# Listed records
--------------------

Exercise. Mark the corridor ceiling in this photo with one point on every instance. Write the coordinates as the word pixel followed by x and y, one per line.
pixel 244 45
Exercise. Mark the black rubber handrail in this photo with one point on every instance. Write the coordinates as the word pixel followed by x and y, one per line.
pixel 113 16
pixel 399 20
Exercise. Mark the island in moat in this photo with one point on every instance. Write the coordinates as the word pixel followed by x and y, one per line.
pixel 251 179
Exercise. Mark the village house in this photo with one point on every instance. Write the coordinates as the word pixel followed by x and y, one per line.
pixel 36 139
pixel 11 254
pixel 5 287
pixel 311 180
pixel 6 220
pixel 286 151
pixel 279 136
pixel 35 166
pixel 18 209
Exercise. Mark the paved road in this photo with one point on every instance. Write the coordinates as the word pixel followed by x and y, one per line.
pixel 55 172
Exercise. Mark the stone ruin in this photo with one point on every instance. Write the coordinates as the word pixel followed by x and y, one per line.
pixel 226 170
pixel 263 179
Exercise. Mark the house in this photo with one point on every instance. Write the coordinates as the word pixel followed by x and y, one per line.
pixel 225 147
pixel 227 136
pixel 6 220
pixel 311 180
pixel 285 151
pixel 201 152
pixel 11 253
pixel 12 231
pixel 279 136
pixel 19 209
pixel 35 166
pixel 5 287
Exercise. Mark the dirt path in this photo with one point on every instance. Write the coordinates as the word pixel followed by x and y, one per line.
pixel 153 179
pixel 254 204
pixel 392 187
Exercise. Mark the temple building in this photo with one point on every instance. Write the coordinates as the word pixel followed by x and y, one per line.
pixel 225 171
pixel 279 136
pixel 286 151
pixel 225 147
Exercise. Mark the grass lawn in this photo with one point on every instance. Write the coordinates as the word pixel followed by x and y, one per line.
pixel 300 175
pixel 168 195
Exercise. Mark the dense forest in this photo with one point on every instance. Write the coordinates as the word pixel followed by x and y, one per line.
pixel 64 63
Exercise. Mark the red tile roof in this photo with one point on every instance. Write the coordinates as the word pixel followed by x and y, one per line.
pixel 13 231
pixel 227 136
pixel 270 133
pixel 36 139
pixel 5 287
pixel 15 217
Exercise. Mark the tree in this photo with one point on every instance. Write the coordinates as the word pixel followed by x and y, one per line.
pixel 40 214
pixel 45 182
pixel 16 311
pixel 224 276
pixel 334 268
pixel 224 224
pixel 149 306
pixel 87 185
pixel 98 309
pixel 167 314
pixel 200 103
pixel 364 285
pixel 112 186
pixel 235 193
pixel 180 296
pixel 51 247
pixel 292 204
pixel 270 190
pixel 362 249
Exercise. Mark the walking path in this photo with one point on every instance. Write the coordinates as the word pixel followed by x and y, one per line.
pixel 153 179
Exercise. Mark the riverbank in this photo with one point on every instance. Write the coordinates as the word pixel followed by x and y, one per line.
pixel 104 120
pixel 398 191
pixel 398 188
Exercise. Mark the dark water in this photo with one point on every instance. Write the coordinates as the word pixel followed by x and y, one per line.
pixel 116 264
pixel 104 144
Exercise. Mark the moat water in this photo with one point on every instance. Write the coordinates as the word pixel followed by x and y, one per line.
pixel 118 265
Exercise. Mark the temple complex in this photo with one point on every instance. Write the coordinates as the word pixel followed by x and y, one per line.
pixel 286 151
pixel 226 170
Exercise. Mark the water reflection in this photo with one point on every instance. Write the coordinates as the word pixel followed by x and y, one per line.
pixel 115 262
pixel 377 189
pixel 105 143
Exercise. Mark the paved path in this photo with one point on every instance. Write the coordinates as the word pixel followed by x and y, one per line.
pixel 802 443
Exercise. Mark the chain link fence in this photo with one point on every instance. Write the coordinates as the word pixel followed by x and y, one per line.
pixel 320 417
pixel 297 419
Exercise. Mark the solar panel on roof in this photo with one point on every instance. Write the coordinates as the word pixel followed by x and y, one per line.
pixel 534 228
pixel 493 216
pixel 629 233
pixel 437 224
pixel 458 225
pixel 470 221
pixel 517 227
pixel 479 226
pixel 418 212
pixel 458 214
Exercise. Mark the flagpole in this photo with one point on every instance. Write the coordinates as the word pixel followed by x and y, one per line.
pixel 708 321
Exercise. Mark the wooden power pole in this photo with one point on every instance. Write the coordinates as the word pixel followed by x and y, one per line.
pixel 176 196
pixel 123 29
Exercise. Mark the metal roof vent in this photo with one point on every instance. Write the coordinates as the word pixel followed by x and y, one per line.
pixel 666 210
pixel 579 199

--------------------

# Job
Reproduce word for word the part of the data that opens with the line containing "Exercise. Mark the red" and closes with the line containing "pixel 802 443". Include both of those lines.

# Task output
Exercise. Mark the red tile roof in this photo with one point on every instance. Write the coordinates as the word pixel followed by x and y, one per line.
pixel 13 231
pixel 227 136
pixel 270 133
pixel 36 139
pixel 5 287
pixel 15 217
Exercise. Mark the tree in this photo with one point on every instance. Write the coordinates as the word pixel followed by x and y, one per line.
pixel 40 214
pixel 45 182
pixel 16 311
pixel 224 276
pixel 334 268
pixel 224 224
pixel 149 306
pixel 87 185
pixel 98 309
pixel 167 314
pixel 200 103
pixel 364 285
pixel 112 186
pixel 235 193
pixel 180 296
pixel 51 247
pixel 292 204
pixel 270 190
pixel 362 249
Exercise. Mark the walking path in this photo with one point on every instance. Write the coordinates as the word pixel followed by x and y, one per line.
pixel 153 179
Exercise. Mark the riverbank in this photo with one point on every instance. Write the coordinates as the word pixel followed by x and y, one per line.
pixel 104 120
pixel 398 191
pixel 398 188
Exercise. Mark the dark water in this photo with one point on every instance. Write the coordinates as the word pixel followed by x and y, one per line.
pixel 116 264
pixel 104 144
Exercise. Mark the moat water in this photo with one point on every instance. Write the coordinates as the word pixel followed by x and y, one per line.
pixel 118 265
Exercise. Mark the temple complex in this photo with one point on every instance. Write the coordinates as the word pixel followed by x and y, one per line.
pixel 286 151
pixel 226 170
Exercise. Mark the water reflection in this photo with one point on every instance. Write the coordinates as the word pixel followed by x and y, one per line.
pixel 115 262
pixel 377 189
pixel 105 143
Exercise. Mark the paved path in this photo with one point on every instance. Write the coordinates as the word pixel followed by x and y, one per line.
pixel 802 443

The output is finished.